> **Set task**: Copy out the material below, swapping every "draw the outline of" for "trace the outline of" and keeping everything else the same.

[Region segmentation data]
----------------

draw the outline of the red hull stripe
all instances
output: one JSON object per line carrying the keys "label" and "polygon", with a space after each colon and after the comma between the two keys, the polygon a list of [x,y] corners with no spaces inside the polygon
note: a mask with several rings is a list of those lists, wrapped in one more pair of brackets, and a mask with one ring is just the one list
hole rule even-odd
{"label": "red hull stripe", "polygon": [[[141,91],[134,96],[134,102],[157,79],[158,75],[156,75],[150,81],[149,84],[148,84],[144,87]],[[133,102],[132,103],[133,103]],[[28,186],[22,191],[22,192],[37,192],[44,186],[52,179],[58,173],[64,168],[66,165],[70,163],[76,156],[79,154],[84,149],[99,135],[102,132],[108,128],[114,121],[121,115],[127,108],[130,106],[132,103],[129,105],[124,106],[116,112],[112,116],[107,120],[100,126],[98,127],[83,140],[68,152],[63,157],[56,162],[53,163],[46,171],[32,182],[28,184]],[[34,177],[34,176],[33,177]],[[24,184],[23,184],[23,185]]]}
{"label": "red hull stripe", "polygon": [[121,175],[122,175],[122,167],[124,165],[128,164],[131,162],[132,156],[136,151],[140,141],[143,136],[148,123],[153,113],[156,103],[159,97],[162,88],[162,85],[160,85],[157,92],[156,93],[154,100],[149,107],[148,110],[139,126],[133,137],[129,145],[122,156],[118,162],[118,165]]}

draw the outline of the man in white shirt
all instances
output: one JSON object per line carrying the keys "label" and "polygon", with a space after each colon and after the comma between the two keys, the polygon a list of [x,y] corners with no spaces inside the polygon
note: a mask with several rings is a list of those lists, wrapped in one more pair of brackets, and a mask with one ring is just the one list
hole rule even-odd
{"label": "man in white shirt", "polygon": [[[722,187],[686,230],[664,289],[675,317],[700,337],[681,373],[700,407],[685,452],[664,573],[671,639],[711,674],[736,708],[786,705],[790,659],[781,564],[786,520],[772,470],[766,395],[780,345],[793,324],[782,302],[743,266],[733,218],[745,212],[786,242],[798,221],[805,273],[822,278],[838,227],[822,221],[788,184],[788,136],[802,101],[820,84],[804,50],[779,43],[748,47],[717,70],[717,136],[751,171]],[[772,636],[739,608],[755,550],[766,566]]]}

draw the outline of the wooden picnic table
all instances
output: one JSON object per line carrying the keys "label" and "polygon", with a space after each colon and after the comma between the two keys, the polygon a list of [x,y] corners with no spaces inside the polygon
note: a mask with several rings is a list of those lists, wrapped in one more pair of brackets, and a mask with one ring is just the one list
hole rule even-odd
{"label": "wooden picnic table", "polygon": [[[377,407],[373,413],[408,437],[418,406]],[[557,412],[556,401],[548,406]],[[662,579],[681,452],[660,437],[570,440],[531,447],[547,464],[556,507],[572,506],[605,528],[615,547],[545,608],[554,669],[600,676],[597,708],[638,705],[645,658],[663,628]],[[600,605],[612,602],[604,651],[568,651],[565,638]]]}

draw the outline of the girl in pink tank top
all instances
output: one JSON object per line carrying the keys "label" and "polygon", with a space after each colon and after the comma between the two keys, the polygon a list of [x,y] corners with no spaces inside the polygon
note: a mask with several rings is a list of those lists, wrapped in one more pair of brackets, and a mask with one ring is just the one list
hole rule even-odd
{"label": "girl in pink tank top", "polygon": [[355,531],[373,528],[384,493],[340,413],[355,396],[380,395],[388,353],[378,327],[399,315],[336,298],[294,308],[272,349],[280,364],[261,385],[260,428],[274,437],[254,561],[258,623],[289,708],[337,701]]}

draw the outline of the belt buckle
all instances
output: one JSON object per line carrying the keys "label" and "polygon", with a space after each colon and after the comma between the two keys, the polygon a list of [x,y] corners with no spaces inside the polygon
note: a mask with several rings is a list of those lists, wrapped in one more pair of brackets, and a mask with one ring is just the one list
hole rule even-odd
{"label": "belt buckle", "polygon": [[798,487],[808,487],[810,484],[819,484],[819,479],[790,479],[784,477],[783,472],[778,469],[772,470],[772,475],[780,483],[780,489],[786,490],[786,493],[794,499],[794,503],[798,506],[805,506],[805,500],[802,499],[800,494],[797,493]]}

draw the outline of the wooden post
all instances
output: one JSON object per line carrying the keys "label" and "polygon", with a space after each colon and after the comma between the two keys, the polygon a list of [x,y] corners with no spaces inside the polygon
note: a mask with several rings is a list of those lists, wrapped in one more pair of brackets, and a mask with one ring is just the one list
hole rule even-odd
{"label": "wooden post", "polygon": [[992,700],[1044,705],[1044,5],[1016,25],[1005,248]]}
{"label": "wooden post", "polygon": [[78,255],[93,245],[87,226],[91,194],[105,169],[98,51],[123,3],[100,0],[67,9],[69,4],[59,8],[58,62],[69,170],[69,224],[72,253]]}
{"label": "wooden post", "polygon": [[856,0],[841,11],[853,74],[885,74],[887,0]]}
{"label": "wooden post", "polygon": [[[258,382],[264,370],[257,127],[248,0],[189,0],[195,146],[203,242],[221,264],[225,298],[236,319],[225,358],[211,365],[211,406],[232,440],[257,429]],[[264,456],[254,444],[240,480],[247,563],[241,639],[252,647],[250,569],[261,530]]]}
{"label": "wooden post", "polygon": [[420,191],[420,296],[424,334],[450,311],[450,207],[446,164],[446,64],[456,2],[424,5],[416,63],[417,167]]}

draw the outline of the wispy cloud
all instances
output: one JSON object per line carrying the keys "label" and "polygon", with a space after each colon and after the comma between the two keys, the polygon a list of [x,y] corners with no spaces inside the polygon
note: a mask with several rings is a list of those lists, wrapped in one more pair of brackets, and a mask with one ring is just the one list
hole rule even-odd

----------------

> **Result of the exercise**:
trace the outline of the red hull stripe
all instances
output: one JSON object per line carrying the keys "label" and "polygon", with a space after each colon and after the comma between the two keys, the polygon a list of [x,y] corners with no spaces inside the polygon
note: a mask with several rings is a list of those lists, wrapped in one more pair of brackets, and a mask with one ring is just the one list
hole rule even-odd
{"label": "red hull stripe", "polygon": [[[141,91],[134,96],[134,102],[157,79],[158,75],[156,75],[150,81],[149,84],[148,84],[144,87]],[[133,102],[132,103],[133,103]],[[28,186],[22,191],[22,192],[37,192],[44,186],[52,179],[58,173],[64,168],[66,165],[70,163],[76,156],[79,154],[84,149],[99,135],[102,132],[108,128],[114,121],[121,115],[127,108],[130,106],[132,103],[129,105],[124,106],[116,112],[112,116],[107,120],[100,126],[98,127],[83,140],[68,152],[63,157],[56,162],[53,163],[46,171],[32,182],[28,184]],[[34,177],[34,176],[33,177]],[[24,184],[23,184],[23,185]]]}
{"label": "red hull stripe", "polygon": [[121,175],[122,175],[122,167],[124,165],[128,164],[131,162],[132,156],[136,151],[140,141],[143,136],[148,123],[153,113],[156,103],[159,97],[162,88],[162,85],[160,85],[157,92],[156,93],[154,100],[149,107],[148,110],[139,126],[133,137],[129,145],[122,156],[118,162],[118,165]]}

trace the outline of the man in white shirt
all instances
output: one JSON object per line carrying the keys "label" and "polygon", with a space after each colon and after the comma between the two keys, the polygon a list of [x,y] corners with no spaces inside the polygon
note: a mask with several rings is a list of those lists, wrapped in one more pair of brackets, and a mask with one ring is just the one list
hole rule even-odd
{"label": "man in white shirt", "polygon": [[[722,187],[686,230],[664,289],[675,317],[700,337],[681,373],[700,407],[685,452],[664,573],[671,639],[711,674],[736,708],[786,705],[790,659],[781,564],[786,520],[772,470],[766,395],[780,345],[793,324],[782,302],[743,266],[733,218],[745,212],[786,242],[798,221],[805,273],[822,278],[838,227],[822,221],[788,184],[788,136],[802,101],[820,84],[804,50],[779,43],[748,47],[717,70],[717,136],[751,171]],[[772,636],[739,608],[755,550],[766,566]]]}

trace the outline of the wooden picnic table
all instances
output: one JSON object per line carrying the keys "label" and "polygon", with a space after each colon and after the comma between the two keys, the polygon a list of [x,y] corners with no spaces inside the polygon
note: a mask with several rings is a list of those lists, wrapped in one more pair of brackets, and a mask with one ring is just the one list
hole rule even-odd
{"label": "wooden picnic table", "polygon": [[[377,407],[373,413],[408,437],[418,406]],[[557,412],[556,401],[548,406]],[[662,579],[681,452],[660,437],[570,440],[531,447],[547,464],[556,507],[572,506],[605,528],[615,547],[545,608],[554,669],[600,676],[597,708],[638,705],[645,658],[663,628]],[[600,605],[612,602],[604,651],[568,651],[565,638]]]}

trace the outline of the girl in pink tank top
all instances
output: one JSON object per line carrying the keys "label" and "polygon", with a space after each colon and after the comma between the two keys, the polygon a list of [x,y] corners with no spaces inside the polygon
note: a mask with several rings is a list of those lists, wrapped in one more pair of brackets, and a mask with one ring is just the one list
hole rule even-odd
{"label": "girl in pink tank top", "polygon": [[355,531],[373,528],[384,493],[340,413],[355,396],[380,395],[388,353],[378,327],[399,315],[336,298],[294,308],[272,349],[280,364],[261,385],[260,428],[274,437],[254,561],[258,623],[289,708],[337,701]]}

trace the outline of the belt buckle
all instances
output: one JSON object per line carrying the keys "label" and "polygon", with a space after each colon and after the comma between the two keys, the polygon a list of [x,y] corners with no spaces inside the polygon
note: a mask with several rings is a list of those lists, wrapped in one more pair of brackets, and a mask with one ring is just the one list
hole rule even-odd
{"label": "belt buckle", "polygon": [[798,487],[808,487],[810,484],[819,484],[819,479],[790,479],[784,477],[783,472],[778,469],[772,470],[772,475],[780,483],[780,489],[786,490],[786,493],[794,499],[794,503],[798,506],[805,506],[805,500],[802,499],[800,494],[797,493]]}

trace the outline of the wooden post
all instances
output: one JSON object per line carrying the keys "label" and "polygon", with a space after each colon and after the comma between the two keys, the polygon a list of [x,y] corners with no spaces inside the polygon
note: a mask with several rings is a list of those lists, wrapped in one more pair of brackets, and a mask with one ring is just the one list
hole rule even-odd
{"label": "wooden post", "polygon": [[992,700],[1044,705],[1044,5],[1016,25],[1005,248]]}
{"label": "wooden post", "polygon": [[78,255],[93,245],[87,226],[91,194],[105,169],[98,51],[123,3],[100,0],[67,9],[69,4],[59,8],[58,62],[69,170],[69,224],[72,253]]}
{"label": "wooden post", "polygon": [[856,0],[841,11],[853,74],[885,74],[887,0]]}
{"label": "wooden post", "polygon": [[[258,382],[264,370],[257,127],[248,0],[189,0],[195,146],[203,242],[221,264],[225,298],[236,319],[225,358],[211,365],[211,406],[232,440],[257,429]],[[264,456],[254,444],[240,480],[247,563],[241,639],[252,647],[250,569],[261,530]]]}
{"label": "wooden post", "polygon": [[420,191],[420,296],[424,334],[450,311],[450,207],[446,164],[446,64],[456,2],[424,5],[416,63],[417,167]]}

trace the outline of the wispy cloud
all instances
output: one JSON object per line carrying the keys "label" and "polygon", with a space after each colon and after the comma between the two keys, the polygon a list of [x,y] corners with no spaces inside the polygon
note: a mask with several rings is a list of those lists, wrapped in one more pair of brackets, and a mask with one ring is just the one list
hole rule even-odd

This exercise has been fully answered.